Python Code for a Login Screen

As in the previous examples, the code begins by creating a shorthand for the GameLogic name. After that, the Python hasattr() function is called to assess whether GameLogic has an attribute called init. GameLogic attributes are how values can be persisted and accessed throughout a game-play session. Upon the first iteration of this script, GameLogic does not have any such attribute, so the code in the if clause will be executed. This results in several initialization steps.

First, the showMouse() method of the Rasterizer module is imported and set to 1, which causes the mouse pointer to be visible within the game-play environment. Next, the GL.password and GL.name attributes are created and given empty string values. These attributes will now persist throughout the game-play session. Finally, GL.init is created and given a value of None. This will prevent this code from being executed again, because the hasattr() function will result in a True value the next time it is called.

from bge import logic as GL  if not hasattr(GL, "init"):      from Rasterizer import showMouse      showMouse(1)      GL.init = None      GL.password = ""      GL.name = ""

Once-off Execution and Persistent Variables in the BGE
BGE Python scripts are executed when the associated sensors are activated. Scripts associated to Always sensors are executed over and over again in rapid succession. Of course, variable values do not generally persist beyond a single execution of a normal Python script, which means that when scripting for the BGE, it is necessary to have another way to ensure that values can be made to persist throughout an entire game session. The solution to this problem is also the solution to the problem of how to execute a given piece of code only once, at the start of a game-play session. The way to do this is to assign attributes to the logic object itself. You can create arbitrarily named attributes for logic and assign them values, which will be accessible by any script run at any time during a single game-play session. The syntax for this is logic.attributename = value. To execute a particular section of code once only, use Python’s hasattr() function to determine whether the logic object has a particular attribute associated with it. If hasattr() returns 0 (False), execute the once-off code, and then define the attribute for GameLogic, so that the hasattr() function will not return 0 the next time it is called. An example of this technique is the use of the init attribute in the login screen script in this chapter.
+--
Problems to solve:
- a) List the attributes that the login screen text's code assigns to the GameLogic object during initialization.
- b) According to the login screen text, why does the script set GL.init to None?

Dataset records
+--
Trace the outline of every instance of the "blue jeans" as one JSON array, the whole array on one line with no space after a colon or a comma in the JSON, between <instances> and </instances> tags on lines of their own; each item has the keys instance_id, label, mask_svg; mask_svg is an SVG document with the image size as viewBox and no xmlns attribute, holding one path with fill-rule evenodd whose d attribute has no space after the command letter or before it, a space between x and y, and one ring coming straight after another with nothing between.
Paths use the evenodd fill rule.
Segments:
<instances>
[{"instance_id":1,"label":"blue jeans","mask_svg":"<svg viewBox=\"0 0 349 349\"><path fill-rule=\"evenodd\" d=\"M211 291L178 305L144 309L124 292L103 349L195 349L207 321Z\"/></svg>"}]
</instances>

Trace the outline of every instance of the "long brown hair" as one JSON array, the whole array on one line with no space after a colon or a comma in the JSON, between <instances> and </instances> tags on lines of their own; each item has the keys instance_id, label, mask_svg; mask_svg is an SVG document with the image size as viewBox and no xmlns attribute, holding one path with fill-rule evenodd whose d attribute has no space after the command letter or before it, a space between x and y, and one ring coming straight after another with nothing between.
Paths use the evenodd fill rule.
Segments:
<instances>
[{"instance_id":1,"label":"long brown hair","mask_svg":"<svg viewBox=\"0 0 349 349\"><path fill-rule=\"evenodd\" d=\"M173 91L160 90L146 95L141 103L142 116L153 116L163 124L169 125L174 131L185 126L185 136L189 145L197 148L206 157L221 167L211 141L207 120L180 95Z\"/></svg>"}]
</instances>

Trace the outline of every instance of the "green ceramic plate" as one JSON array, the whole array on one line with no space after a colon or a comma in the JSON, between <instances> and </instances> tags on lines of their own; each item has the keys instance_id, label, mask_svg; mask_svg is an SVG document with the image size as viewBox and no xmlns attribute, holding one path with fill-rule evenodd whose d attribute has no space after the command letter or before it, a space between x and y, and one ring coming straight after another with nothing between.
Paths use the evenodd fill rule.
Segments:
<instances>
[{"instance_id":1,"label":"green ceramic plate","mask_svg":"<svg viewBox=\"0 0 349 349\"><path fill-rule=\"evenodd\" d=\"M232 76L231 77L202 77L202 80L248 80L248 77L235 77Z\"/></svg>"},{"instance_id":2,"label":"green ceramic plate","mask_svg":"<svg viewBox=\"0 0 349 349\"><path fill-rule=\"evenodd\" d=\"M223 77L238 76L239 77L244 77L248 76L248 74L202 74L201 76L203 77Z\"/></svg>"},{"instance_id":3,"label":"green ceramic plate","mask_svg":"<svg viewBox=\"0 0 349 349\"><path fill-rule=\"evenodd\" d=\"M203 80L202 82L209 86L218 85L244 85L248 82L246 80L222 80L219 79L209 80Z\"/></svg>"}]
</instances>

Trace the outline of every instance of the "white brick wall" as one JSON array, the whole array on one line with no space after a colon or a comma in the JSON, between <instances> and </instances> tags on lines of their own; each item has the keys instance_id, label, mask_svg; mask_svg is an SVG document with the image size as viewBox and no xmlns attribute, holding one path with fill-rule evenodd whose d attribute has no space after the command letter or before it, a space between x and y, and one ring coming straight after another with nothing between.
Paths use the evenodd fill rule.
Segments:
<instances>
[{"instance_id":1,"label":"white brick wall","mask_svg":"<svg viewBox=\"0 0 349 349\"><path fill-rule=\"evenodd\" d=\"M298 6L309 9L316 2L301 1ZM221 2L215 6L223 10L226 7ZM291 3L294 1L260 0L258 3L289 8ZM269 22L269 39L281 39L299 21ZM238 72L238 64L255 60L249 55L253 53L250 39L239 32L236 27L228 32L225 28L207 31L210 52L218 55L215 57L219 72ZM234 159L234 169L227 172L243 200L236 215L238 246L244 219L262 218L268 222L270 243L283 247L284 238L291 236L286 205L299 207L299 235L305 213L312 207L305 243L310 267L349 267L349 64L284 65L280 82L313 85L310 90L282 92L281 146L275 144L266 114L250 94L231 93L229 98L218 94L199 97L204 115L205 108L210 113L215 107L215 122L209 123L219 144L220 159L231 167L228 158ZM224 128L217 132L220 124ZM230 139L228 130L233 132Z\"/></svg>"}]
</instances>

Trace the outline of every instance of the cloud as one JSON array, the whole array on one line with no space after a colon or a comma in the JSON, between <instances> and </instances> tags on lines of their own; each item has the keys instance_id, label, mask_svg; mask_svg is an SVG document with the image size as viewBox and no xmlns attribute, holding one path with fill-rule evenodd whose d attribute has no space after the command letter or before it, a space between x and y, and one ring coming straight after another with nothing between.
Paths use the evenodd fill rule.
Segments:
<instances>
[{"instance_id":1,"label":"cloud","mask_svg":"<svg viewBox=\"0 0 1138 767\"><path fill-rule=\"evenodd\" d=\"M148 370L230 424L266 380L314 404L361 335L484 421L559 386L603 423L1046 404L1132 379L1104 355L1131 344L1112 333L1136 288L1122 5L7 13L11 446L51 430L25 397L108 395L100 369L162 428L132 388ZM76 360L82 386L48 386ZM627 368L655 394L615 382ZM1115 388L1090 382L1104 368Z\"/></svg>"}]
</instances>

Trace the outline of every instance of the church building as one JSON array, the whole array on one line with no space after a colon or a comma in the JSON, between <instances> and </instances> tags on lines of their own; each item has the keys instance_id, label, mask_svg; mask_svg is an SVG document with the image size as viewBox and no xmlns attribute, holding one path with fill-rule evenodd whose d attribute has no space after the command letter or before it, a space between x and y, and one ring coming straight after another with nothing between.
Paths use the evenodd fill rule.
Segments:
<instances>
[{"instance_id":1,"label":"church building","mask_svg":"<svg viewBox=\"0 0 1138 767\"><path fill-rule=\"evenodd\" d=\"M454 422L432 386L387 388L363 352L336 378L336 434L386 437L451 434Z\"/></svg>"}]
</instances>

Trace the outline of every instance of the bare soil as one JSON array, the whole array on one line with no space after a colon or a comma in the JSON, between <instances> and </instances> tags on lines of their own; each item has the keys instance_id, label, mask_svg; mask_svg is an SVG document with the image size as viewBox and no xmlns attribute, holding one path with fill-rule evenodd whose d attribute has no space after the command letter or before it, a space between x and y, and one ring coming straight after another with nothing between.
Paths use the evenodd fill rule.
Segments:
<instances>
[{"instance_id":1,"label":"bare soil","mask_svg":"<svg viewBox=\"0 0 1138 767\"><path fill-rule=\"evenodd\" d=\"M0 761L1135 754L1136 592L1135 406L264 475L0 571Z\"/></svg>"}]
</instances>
+--
List of solutions:
- a) GL.init, GL.password, GL.name

- b) Creating GL.init keeps the initialization code from running again. The next time the script runs, hasattr() will return True for the init attribute, so the if clause is skipped.